Swap "stone" for "granite" in the records below, from the line with "Could you indicate the paved" up to and including the line with "Could you indicate the neighboring". Return only those lines, with everything else unchanged.
= = = =
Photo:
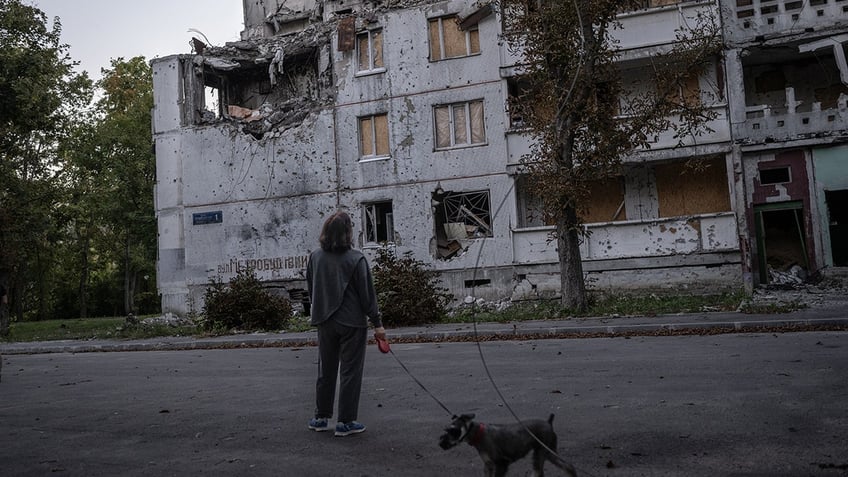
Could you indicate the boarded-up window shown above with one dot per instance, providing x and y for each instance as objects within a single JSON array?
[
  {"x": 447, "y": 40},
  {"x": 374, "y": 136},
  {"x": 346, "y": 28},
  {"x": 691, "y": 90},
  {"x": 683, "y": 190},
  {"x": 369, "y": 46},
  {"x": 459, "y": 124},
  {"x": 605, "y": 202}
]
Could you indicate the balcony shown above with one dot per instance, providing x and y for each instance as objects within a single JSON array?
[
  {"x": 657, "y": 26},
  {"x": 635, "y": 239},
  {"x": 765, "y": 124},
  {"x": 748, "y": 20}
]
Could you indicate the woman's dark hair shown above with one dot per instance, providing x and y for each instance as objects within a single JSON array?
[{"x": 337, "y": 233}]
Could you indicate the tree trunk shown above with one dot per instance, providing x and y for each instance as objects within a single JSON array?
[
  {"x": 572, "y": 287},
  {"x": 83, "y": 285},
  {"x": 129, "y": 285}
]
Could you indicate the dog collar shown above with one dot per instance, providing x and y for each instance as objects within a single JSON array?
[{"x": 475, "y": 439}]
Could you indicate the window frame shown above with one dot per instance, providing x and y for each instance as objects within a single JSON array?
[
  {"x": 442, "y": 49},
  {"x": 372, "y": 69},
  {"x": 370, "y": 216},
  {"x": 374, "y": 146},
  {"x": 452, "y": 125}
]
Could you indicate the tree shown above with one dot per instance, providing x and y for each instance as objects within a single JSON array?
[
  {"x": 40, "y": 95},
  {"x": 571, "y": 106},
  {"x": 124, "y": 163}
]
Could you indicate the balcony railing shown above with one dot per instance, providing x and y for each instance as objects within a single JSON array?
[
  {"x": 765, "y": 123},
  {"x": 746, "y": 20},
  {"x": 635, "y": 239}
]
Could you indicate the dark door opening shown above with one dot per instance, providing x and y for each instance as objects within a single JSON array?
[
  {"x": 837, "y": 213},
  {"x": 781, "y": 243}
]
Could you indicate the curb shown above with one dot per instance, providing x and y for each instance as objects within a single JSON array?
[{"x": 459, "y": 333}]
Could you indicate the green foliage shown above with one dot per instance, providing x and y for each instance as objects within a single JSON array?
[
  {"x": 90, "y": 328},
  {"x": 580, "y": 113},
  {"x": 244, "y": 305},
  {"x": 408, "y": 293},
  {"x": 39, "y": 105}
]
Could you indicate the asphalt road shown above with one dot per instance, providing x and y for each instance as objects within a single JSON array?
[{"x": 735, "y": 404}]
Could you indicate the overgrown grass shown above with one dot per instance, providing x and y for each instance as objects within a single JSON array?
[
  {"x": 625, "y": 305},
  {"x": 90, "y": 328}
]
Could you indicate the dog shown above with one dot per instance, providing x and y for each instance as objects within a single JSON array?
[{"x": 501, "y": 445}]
= = = =
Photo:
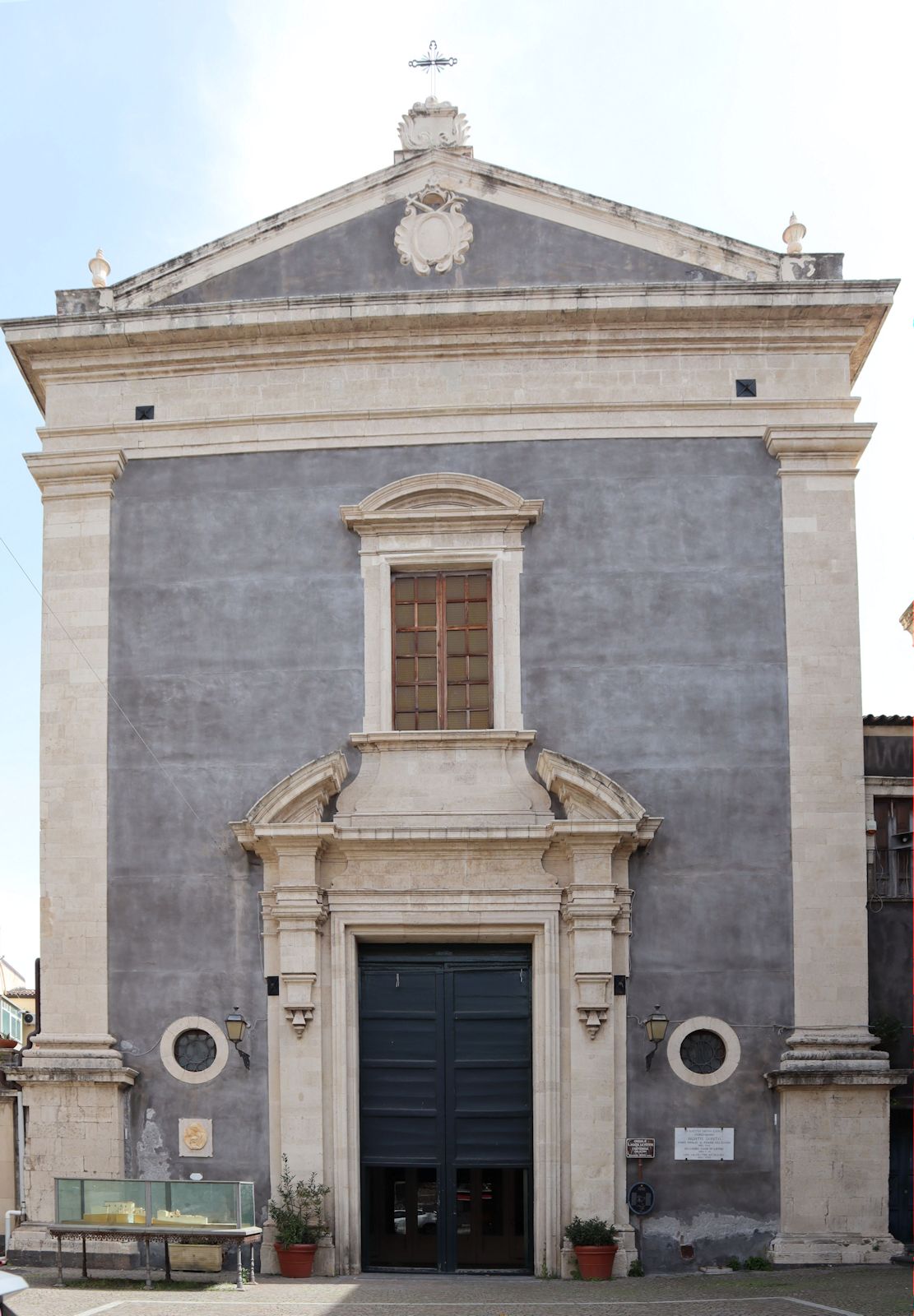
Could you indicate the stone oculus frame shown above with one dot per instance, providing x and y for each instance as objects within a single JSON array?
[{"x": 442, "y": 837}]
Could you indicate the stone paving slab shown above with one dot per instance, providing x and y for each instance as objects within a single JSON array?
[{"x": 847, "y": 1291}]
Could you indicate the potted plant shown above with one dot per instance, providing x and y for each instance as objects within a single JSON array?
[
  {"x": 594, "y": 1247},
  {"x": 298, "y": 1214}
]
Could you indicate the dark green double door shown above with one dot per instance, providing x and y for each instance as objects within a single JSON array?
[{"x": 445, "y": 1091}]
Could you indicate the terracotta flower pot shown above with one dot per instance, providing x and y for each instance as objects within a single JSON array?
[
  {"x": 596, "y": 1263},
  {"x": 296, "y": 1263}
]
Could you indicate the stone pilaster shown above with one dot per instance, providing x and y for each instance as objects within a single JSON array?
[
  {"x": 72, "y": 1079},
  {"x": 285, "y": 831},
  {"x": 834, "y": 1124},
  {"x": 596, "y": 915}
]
= = = =
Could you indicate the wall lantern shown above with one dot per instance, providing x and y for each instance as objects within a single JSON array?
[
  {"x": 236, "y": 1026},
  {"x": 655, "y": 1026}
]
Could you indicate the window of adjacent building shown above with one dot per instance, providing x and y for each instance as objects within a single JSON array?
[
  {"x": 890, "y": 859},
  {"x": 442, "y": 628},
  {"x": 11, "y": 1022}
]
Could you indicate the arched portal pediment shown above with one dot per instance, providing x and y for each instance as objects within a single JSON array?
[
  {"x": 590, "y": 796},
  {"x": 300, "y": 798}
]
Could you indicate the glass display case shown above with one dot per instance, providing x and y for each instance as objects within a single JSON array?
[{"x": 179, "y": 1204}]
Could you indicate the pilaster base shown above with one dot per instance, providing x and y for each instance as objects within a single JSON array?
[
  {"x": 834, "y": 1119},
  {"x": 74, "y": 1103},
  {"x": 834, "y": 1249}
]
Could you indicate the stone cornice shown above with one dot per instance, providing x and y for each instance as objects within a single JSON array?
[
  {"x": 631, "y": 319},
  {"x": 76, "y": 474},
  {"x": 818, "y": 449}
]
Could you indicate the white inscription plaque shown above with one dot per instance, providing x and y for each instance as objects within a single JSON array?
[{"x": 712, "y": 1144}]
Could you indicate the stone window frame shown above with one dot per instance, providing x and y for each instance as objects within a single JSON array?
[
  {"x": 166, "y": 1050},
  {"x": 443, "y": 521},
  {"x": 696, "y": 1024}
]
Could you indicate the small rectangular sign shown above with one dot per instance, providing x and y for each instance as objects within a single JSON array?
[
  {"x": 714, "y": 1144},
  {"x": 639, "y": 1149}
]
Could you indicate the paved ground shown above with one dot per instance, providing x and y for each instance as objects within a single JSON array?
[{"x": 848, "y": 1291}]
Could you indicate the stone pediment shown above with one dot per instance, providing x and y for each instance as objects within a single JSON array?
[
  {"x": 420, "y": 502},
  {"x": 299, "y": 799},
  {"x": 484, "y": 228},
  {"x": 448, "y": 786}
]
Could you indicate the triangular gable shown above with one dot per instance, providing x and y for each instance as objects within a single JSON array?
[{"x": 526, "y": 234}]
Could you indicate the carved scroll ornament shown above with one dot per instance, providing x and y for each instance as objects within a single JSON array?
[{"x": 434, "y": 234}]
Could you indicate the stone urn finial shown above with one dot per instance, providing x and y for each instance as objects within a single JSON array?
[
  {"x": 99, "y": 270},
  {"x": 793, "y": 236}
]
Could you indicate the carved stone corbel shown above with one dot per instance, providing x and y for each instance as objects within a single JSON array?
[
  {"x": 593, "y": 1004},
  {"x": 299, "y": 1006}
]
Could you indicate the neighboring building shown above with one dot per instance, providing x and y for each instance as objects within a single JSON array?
= = = =
• **FINAL ANSWER**:
Could you indicate the paved ground shown above with one dot per instance, providing x and y for each instance as objects within a single JSON array?
[{"x": 848, "y": 1291}]
Could you indicate the granite pediment shown above with one dot per instance, providing x and y for each instance as objects within a single JSON array?
[
  {"x": 420, "y": 502},
  {"x": 299, "y": 799},
  {"x": 484, "y": 228},
  {"x": 448, "y": 786}
]
Could you indicate the triangular gable shown above with one dot per instance, providing x and y for each instance as objects within a single JSON array?
[{"x": 526, "y": 234}]
Could you indicate the carved scroll ornament shown above with one dot per instance, providing x and y for each instance as objects within a single JSON array?
[{"x": 434, "y": 234}]
Could you indicate the granite urn finial shown above with one dot per instance, providing x and y for each instance as objects within a single JSON array?
[
  {"x": 99, "y": 270},
  {"x": 793, "y": 236}
]
Could you indicate the carved granite corbel shown above with one dot per instance, providing x and y for each instance as objects within a single JSON array?
[
  {"x": 593, "y": 1004},
  {"x": 299, "y": 1006}
]
Could you indicate the neighboring building shown above with one dot per instance, providing x and y for each instance as objects within a single JSON array?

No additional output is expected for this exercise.